### PROBLEM TO WORK ON
An exact copy of every record is needed, with the pictures left out.

Extracted records:
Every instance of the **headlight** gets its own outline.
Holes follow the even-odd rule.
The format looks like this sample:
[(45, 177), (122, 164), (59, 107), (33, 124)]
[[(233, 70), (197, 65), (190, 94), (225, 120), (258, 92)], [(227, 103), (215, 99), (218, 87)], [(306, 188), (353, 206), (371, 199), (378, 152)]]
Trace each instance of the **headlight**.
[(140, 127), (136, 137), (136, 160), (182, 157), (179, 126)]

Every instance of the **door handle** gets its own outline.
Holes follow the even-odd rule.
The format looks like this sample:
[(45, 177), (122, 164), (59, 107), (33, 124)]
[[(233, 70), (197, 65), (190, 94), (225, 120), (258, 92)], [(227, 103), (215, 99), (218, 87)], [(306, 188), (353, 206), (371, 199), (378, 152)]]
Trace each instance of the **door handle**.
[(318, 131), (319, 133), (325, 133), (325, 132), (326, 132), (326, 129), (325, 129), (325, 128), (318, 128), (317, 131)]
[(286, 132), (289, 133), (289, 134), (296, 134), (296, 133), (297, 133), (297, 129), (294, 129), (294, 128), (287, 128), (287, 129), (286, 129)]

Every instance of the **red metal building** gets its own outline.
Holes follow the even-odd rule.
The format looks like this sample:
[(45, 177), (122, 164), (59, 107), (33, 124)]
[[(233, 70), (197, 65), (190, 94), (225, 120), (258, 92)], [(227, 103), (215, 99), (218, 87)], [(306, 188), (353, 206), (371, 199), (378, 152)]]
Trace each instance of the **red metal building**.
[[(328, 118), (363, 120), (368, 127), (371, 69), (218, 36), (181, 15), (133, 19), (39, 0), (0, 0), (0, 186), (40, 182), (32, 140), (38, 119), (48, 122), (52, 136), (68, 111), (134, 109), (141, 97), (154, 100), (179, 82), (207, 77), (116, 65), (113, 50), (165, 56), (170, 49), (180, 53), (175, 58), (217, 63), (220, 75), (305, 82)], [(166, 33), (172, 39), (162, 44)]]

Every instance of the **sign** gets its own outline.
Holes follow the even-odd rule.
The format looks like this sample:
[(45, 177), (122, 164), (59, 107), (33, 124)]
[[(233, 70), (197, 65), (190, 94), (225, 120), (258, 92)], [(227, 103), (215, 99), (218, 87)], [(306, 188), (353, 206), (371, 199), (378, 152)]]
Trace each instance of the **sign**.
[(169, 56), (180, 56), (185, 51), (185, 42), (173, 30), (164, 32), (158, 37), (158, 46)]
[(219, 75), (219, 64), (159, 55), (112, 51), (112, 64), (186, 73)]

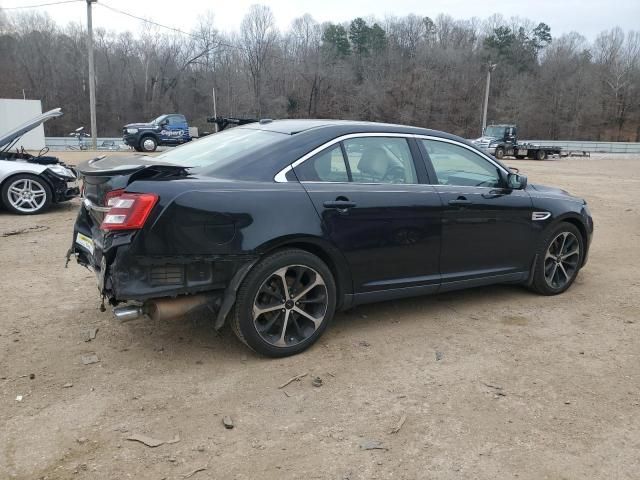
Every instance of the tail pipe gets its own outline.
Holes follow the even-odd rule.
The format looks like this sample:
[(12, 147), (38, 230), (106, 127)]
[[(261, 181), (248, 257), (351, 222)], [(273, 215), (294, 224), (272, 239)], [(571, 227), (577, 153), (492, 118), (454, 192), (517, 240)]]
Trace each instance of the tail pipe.
[(142, 306), (115, 307), (113, 315), (121, 322), (135, 320), (143, 315), (148, 315), (152, 320), (157, 321), (173, 320), (203, 307), (209, 307), (213, 310), (216, 300), (219, 301), (219, 296), (206, 293), (183, 295), (176, 298), (158, 298), (149, 300)]

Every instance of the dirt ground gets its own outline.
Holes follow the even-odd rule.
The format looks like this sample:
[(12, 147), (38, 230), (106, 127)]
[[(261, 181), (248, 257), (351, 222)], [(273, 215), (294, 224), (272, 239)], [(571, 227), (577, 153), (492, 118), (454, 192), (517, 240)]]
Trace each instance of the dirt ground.
[(283, 360), (206, 319), (101, 313), (93, 274), (64, 268), (78, 201), (0, 212), (0, 478), (639, 478), (640, 156), (507, 163), (589, 201), (568, 292), (359, 307)]

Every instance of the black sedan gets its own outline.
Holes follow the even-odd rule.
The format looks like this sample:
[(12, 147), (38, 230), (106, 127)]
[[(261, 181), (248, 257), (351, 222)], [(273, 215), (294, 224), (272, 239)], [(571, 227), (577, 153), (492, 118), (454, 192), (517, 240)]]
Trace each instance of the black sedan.
[(400, 125), (267, 120), (78, 170), (70, 254), (116, 318), (209, 312), (270, 356), (358, 304), (496, 283), (564, 292), (593, 233), (584, 200)]

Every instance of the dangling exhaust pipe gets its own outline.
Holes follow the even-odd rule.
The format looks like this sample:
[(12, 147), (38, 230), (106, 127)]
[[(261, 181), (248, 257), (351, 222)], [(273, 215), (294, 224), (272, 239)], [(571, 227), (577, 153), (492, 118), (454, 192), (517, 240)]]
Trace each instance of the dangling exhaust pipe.
[(147, 315), (154, 321), (173, 320), (187, 315), (204, 306), (213, 309), (219, 302), (219, 295), (200, 293), (198, 295), (182, 295), (176, 298), (158, 298), (149, 300), (144, 305), (115, 307), (113, 315), (121, 322), (128, 322)]

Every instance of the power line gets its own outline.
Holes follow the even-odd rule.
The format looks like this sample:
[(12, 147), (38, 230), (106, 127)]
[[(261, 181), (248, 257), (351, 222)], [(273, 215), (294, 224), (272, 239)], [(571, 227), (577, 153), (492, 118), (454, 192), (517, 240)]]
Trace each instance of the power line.
[(50, 7), (52, 5), (62, 5), (63, 3), (84, 2), (85, 0), (62, 0), (59, 2), (40, 3), (38, 5), (23, 5), (21, 7), (0, 7), (0, 10), (19, 10), (24, 8)]
[[(74, 1), (76, 1), (76, 0), (74, 0)], [(117, 8), (114, 8), (114, 7), (111, 7), (111, 6), (107, 5), (104, 2), (98, 2), (98, 3), (96, 3), (96, 5), (100, 5), (101, 7), (104, 7), (106, 9), (111, 10), (111, 11), (116, 12), (116, 13), (120, 13), (121, 15), (126, 15), (127, 17), (135, 18), (136, 20), (140, 20), (141, 22), (150, 23), (151, 25), (155, 25), (155, 26), (161, 27), (161, 28), (166, 28), (167, 30), (173, 30), (174, 32), (181, 33), (182, 35), (187, 35), (189, 37), (200, 38), (197, 35), (193, 35), (192, 33), (185, 32), (184, 30), (180, 30), (179, 28), (169, 27), (167, 25), (162, 25), (161, 23), (154, 22), (153, 20), (149, 20), (149, 19), (143, 18), (143, 17), (138, 17), (137, 15), (133, 15), (132, 13), (125, 12), (124, 10), (119, 10)]]
[[(176, 33), (180, 33), (182, 35), (187, 35), (188, 37), (191, 38), (196, 38), (196, 39), (200, 39), (201, 37), (199, 37), (198, 35), (194, 35), (193, 33), (189, 33), (189, 32), (185, 32), (184, 30), (180, 30), (179, 28), (175, 28), (175, 27), (170, 27), (168, 25), (163, 25), (162, 23), (158, 23), (158, 22), (154, 22), (153, 20), (149, 20), (148, 18), (144, 18), (144, 17), (139, 17), (137, 15), (134, 15), (132, 13), (129, 12), (125, 12), (124, 10), (120, 10), (118, 8), (112, 7), (110, 5), (107, 5), (104, 2), (98, 2), (96, 3), (96, 5), (100, 5), (101, 7), (104, 7), (108, 10), (111, 10), (112, 12), (116, 12), (119, 13), (121, 15), (126, 15), (127, 17), (131, 17), (131, 18), (135, 18), (136, 20), (140, 20), (141, 22), (145, 22), (145, 23), (149, 23), (151, 25), (155, 25), (157, 27), (160, 28), (166, 28), (167, 30), (172, 30)], [(232, 45), (230, 43), (226, 43), (226, 42), (216, 42), (216, 45), (219, 47), (227, 47), (227, 48), (235, 48), (237, 50), (244, 50), (242, 47), (238, 46), (238, 45)]]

### SOLUTION TO THE EXERCISE
Every instance of the **headlight** gets its own outline.
Holes follow the even-odd rule.
The format looks like this sample:
[(45, 177), (122, 164), (59, 107), (33, 124)]
[[(233, 70), (197, 65), (190, 94), (225, 120), (258, 92)], [(227, 103), (215, 99), (218, 87)], [(306, 188), (353, 206), (371, 199), (378, 152)]]
Trace each instance of the **headlight**.
[(140, 127), (136, 137), (136, 160), (182, 157), (179, 126)]

Every instance of the **door handle** gets its own outline.
Holes follow the even-odd rule.
The format looks like this sample:
[(45, 177), (122, 164), (59, 107), (33, 124)]
[[(233, 70), (197, 65), (190, 94), (225, 120), (258, 92)], [(227, 103), (215, 99), (218, 87)], [(306, 188), (353, 206), (371, 199), (378, 152)]]
Trace each instance of the **door handle**.
[(318, 131), (319, 133), (325, 133), (325, 132), (326, 132), (326, 129), (325, 129), (325, 128), (318, 128), (317, 131)]
[(286, 132), (289, 133), (289, 134), (296, 134), (296, 133), (297, 133), (297, 129), (294, 129), (294, 128), (287, 128), (287, 129), (286, 129)]

Every instance of the **red metal building** gets its own outline.
Holes follow the even-odd rule.
The format looks like this sample:
[(45, 177), (122, 164), (59, 107), (33, 124)]
[[(233, 70), (197, 65), (190, 94), (225, 120), (258, 92)], [(227, 103), (215, 99), (218, 87)], [(306, 188), (353, 206), (371, 199), (378, 152)]]
Trace each instance of the **red metal building**.
[[(328, 118), (363, 120), (368, 127), (371, 69), (218, 36), (181, 15), (133, 19), (39, 0), (0, 0), (0, 186), (40, 182), (32, 140), (38, 119), (48, 122), (52, 136), (68, 111), (134, 109), (141, 97), (154, 100), (179, 82), (207, 77), (116, 65), (113, 50), (165, 56), (170, 49), (180, 53), (175, 58), (217, 63), (220, 75), (305, 82)], [(166, 33), (172, 39), (162, 44)]]

Every instance of the **sign** gets its own outline.
Holes follow the even-odd rule.
The format looks like this sample:
[(45, 177), (122, 164), (59, 107), (33, 124)]
[[(233, 70), (197, 65), (190, 94), (225, 120), (258, 92)], [(227, 103), (215, 99), (218, 87)], [(306, 188), (353, 206), (371, 199), (378, 152)]]
Trace each instance of the **sign**.
[(169, 56), (180, 56), (185, 51), (185, 42), (173, 30), (164, 32), (158, 37), (158, 46)]
[(219, 75), (219, 64), (159, 55), (112, 51), (112, 64), (186, 73)]

Every instance of the tail pipe gets its own outline.
Holes follow the even-odd rule.
The format looks like this sample:
[(12, 147), (38, 230), (106, 127)]
[[(261, 181), (248, 257), (351, 222)], [(273, 215), (294, 224), (272, 239)], [(571, 227), (577, 153), (492, 118), (454, 192), (517, 240)]]
Trace each instance of the tail pipe.
[(142, 306), (115, 307), (113, 315), (121, 322), (135, 320), (143, 315), (148, 315), (152, 320), (157, 321), (173, 320), (203, 307), (209, 307), (213, 310), (216, 300), (219, 301), (219, 296), (206, 293), (183, 295), (176, 298), (158, 298), (149, 300)]

Every instance of the dirt ground gets its own outline.
Holes follow the even-odd rule.
The format looks like this sample:
[(12, 147), (38, 230), (106, 127)]
[[(261, 181), (248, 257), (351, 222)], [(273, 215), (294, 224), (272, 239)], [(571, 227), (577, 153), (492, 118), (454, 192), (517, 240)]]
Trace each instance of the dirt ground.
[(283, 360), (206, 319), (101, 313), (93, 274), (64, 268), (78, 201), (0, 212), (0, 478), (639, 478), (640, 156), (507, 163), (589, 201), (568, 292), (359, 307)]

Every instance of the black sedan gets its own outline.
Holes follow the even-odd rule.
The format looks like this sample:
[(12, 147), (38, 230), (106, 127)]
[[(261, 181), (248, 257), (351, 222)], [(273, 215), (294, 224), (272, 239)], [(571, 227), (577, 153), (492, 118), (454, 192), (517, 240)]]
Trace each instance of the black sedan.
[(400, 125), (267, 120), (78, 170), (70, 254), (116, 318), (209, 312), (270, 356), (358, 304), (496, 283), (564, 292), (593, 233), (584, 200)]

Every instance of the dangling exhaust pipe gets its own outline.
Holes follow the even-odd rule.
The format looks like this sample:
[(12, 147), (38, 230), (106, 127)]
[[(261, 181), (248, 257), (351, 222)], [(273, 215), (294, 224), (272, 239)], [(571, 227), (577, 153), (492, 118), (454, 192), (517, 240)]]
Trace each instance of the dangling exhaust pipe.
[(147, 315), (154, 321), (173, 320), (187, 315), (204, 306), (213, 309), (219, 302), (219, 295), (200, 293), (198, 295), (182, 295), (176, 298), (158, 298), (149, 300), (144, 305), (115, 307), (113, 315), (121, 322), (128, 322)]

Every instance of the power line gets its own outline.
Holes follow the even-odd rule.
The format looks like this sample:
[(12, 147), (38, 230), (106, 127)]
[[(261, 181), (248, 257), (351, 222)], [(273, 215), (294, 224), (272, 239)], [(571, 227), (577, 153), (492, 118), (454, 192), (517, 240)]]
Trace each instance of the power line.
[(50, 7), (52, 5), (62, 5), (63, 3), (84, 2), (85, 0), (62, 0), (59, 2), (40, 3), (38, 5), (23, 5), (21, 7), (0, 7), (0, 10), (19, 10), (24, 8)]
[[(74, 1), (76, 1), (76, 0), (74, 0)], [(117, 8), (114, 8), (114, 7), (111, 7), (111, 6), (107, 5), (104, 2), (98, 2), (98, 3), (96, 3), (96, 5), (100, 5), (101, 7), (104, 7), (106, 9), (111, 10), (111, 11), (116, 12), (116, 13), (120, 13), (121, 15), (126, 15), (127, 17), (135, 18), (136, 20), (140, 20), (141, 22), (150, 23), (151, 25), (155, 25), (155, 26), (161, 27), (161, 28), (166, 28), (167, 30), (173, 30), (174, 32), (181, 33), (182, 35), (187, 35), (189, 37), (200, 38), (197, 35), (193, 35), (192, 33), (185, 32), (184, 30), (180, 30), (179, 28), (169, 27), (167, 25), (162, 25), (161, 23), (154, 22), (153, 20), (149, 20), (149, 19), (143, 18), (143, 17), (138, 17), (137, 15), (133, 15), (132, 13), (125, 12), (124, 10), (119, 10)]]
[[(176, 33), (180, 33), (182, 35), (187, 35), (188, 37), (191, 38), (196, 38), (196, 39), (200, 39), (201, 37), (199, 37), (198, 35), (194, 35), (193, 33), (189, 33), (189, 32), (185, 32), (184, 30), (180, 30), (179, 28), (175, 28), (175, 27), (170, 27), (168, 25), (163, 25), (162, 23), (158, 23), (158, 22), (154, 22), (153, 20), (149, 20), (148, 18), (144, 18), (144, 17), (139, 17), (137, 15), (134, 15), (132, 13), (129, 12), (125, 12), (124, 10), (120, 10), (118, 8), (112, 7), (110, 5), (107, 5), (104, 2), (98, 2), (96, 3), (96, 5), (100, 5), (101, 7), (104, 7), (108, 10), (111, 10), (112, 12), (116, 12), (119, 13), (121, 15), (126, 15), (127, 17), (131, 17), (131, 18), (135, 18), (136, 20), (140, 20), (141, 22), (145, 22), (145, 23), (149, 23), (151, 25), (155, 25), (157, 27), (160, 28), (166, 28), (167, 30), (172, 30)], [(232, 45), (230, 43), (226, 43), (226, 42), (216, 42), (216, 45), (219, 47), (227, 47), (227, 48), (235, 48), (237, 50), (244, 50), (242, 47), (238, 46), (238, 45)]]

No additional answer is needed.